(Natural language region descriptions)

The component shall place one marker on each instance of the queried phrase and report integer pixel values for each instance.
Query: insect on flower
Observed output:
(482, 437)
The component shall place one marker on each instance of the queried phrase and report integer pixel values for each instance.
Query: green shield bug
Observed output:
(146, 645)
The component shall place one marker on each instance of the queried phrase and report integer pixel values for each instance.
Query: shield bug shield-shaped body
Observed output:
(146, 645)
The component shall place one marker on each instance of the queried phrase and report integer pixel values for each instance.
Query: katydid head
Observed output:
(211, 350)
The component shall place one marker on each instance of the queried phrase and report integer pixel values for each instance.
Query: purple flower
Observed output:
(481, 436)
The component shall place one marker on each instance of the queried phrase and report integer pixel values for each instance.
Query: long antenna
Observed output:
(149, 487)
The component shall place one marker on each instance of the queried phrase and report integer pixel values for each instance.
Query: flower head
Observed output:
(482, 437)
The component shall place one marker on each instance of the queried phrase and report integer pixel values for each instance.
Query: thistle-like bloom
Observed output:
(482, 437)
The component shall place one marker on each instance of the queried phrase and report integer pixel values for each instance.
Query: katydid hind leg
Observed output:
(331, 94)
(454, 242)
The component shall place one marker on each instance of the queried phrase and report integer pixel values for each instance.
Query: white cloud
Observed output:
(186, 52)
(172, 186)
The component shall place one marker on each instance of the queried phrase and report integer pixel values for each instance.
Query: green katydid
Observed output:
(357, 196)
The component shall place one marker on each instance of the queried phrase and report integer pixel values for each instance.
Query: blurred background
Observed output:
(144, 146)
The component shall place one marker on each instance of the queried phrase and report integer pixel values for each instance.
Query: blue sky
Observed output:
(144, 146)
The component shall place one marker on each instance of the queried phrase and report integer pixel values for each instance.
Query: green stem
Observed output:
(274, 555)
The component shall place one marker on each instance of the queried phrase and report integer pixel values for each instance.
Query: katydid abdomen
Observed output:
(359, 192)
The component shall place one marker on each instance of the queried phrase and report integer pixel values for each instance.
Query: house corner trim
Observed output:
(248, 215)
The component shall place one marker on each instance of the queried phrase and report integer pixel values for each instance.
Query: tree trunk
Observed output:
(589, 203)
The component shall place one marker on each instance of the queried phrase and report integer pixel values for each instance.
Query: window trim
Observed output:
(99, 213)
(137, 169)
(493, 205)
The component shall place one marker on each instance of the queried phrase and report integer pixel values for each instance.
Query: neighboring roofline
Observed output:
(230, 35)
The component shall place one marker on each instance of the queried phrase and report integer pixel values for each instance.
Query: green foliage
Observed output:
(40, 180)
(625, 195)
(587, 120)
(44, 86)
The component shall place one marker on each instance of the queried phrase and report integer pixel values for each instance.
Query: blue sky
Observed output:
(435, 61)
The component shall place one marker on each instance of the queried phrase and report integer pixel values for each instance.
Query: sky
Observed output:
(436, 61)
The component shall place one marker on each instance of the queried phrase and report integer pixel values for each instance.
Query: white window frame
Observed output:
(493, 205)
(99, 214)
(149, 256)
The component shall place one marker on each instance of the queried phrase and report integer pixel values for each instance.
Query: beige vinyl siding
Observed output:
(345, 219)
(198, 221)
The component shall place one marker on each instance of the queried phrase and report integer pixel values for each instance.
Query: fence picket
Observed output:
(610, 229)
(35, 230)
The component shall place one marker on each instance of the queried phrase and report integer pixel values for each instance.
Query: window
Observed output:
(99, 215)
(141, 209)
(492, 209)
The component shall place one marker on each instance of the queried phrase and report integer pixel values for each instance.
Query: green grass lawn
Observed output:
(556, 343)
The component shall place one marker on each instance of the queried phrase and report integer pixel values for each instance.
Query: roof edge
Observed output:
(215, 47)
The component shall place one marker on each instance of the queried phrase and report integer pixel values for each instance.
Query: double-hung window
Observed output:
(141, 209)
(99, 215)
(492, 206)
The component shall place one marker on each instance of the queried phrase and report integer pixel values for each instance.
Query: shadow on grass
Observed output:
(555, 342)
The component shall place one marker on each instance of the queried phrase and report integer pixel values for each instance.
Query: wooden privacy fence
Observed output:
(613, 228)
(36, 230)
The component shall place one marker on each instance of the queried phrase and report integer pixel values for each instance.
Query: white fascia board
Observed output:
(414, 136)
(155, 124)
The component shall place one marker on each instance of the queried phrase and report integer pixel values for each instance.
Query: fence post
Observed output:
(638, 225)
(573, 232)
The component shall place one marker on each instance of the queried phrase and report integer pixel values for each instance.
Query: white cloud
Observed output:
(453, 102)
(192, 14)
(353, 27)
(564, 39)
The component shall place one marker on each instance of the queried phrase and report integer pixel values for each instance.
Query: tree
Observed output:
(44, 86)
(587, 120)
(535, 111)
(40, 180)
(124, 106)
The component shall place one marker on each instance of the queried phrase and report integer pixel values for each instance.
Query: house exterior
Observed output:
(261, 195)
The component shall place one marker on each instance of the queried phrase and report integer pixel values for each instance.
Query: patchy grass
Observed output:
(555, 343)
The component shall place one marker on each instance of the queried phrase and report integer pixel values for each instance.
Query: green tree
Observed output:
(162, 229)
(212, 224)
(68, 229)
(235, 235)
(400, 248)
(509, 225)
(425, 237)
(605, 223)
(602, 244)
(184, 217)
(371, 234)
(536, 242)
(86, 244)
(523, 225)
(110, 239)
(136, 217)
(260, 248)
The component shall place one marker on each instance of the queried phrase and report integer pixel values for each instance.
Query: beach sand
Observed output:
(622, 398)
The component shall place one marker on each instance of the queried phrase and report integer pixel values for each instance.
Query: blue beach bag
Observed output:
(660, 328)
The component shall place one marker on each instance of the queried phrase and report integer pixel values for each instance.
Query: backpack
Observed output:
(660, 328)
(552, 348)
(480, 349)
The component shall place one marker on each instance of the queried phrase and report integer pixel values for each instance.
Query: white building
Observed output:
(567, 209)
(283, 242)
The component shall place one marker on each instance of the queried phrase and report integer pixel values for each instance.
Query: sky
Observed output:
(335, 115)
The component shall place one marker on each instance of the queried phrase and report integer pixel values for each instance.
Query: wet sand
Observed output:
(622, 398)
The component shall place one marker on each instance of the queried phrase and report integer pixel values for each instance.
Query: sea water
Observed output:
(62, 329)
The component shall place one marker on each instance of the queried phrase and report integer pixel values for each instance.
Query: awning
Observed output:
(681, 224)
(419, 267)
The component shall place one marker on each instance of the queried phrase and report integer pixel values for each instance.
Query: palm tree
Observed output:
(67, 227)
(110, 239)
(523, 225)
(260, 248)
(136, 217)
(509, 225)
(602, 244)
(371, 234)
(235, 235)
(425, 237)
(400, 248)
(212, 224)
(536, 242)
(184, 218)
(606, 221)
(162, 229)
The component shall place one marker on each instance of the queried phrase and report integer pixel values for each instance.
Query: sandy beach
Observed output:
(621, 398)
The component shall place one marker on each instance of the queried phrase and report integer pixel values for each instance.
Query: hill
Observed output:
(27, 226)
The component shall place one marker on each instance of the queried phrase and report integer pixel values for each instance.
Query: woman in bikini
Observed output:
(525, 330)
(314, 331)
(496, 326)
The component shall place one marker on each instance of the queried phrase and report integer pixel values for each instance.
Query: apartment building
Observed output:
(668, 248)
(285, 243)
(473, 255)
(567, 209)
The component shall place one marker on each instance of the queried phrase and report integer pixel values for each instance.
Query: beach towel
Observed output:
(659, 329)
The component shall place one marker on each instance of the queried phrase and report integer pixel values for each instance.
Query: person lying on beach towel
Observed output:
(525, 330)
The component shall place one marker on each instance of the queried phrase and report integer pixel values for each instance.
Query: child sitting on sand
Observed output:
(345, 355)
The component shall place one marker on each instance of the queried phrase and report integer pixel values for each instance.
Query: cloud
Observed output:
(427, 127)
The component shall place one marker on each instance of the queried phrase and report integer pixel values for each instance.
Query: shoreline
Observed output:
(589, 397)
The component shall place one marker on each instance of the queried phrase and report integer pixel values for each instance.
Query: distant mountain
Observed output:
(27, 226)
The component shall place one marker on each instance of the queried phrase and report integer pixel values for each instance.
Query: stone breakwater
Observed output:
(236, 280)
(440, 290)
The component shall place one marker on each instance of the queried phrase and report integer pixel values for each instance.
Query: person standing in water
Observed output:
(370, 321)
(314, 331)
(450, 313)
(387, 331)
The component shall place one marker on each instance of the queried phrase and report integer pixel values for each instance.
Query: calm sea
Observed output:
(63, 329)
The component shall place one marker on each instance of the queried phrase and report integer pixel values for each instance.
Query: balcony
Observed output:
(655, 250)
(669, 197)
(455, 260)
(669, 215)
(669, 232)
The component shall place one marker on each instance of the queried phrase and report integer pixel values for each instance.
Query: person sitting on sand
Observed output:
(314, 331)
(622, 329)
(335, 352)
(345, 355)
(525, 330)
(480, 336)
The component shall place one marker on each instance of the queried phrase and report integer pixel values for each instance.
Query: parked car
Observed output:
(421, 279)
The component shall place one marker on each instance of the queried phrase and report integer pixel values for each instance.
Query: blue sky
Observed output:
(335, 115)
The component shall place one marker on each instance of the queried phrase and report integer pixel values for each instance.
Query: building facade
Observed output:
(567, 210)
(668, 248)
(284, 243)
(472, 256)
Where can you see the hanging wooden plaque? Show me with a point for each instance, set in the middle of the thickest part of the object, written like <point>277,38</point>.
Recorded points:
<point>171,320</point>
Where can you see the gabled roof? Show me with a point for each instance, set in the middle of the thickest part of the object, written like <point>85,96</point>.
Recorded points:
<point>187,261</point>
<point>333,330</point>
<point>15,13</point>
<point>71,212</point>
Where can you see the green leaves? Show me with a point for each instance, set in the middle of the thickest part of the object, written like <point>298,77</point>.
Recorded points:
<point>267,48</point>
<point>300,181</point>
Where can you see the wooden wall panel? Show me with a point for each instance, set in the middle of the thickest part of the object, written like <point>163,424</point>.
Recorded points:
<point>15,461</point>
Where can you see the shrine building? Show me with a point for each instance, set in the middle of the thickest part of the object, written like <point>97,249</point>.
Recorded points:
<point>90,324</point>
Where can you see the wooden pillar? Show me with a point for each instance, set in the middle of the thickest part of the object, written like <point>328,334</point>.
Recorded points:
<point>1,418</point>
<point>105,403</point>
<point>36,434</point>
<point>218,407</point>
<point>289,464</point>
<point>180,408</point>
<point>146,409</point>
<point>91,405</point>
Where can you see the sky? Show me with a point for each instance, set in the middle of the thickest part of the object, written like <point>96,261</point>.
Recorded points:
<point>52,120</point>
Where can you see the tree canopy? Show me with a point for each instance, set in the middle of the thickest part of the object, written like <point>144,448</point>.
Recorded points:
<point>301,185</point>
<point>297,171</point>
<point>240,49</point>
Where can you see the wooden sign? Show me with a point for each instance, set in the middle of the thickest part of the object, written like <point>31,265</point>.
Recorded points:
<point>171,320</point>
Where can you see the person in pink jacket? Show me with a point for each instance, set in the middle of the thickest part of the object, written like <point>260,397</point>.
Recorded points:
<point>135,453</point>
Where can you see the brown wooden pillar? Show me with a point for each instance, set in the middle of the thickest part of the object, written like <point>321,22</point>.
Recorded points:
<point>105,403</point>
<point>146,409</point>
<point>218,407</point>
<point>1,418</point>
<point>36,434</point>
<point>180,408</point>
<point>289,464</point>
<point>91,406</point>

_What is required_: Lines that contain "white" should be pulled from the entries above and reported.

_Response_:
Query: white cloud
Query: white window frame
Query: white fascia board
Query: white cloud
Query: white building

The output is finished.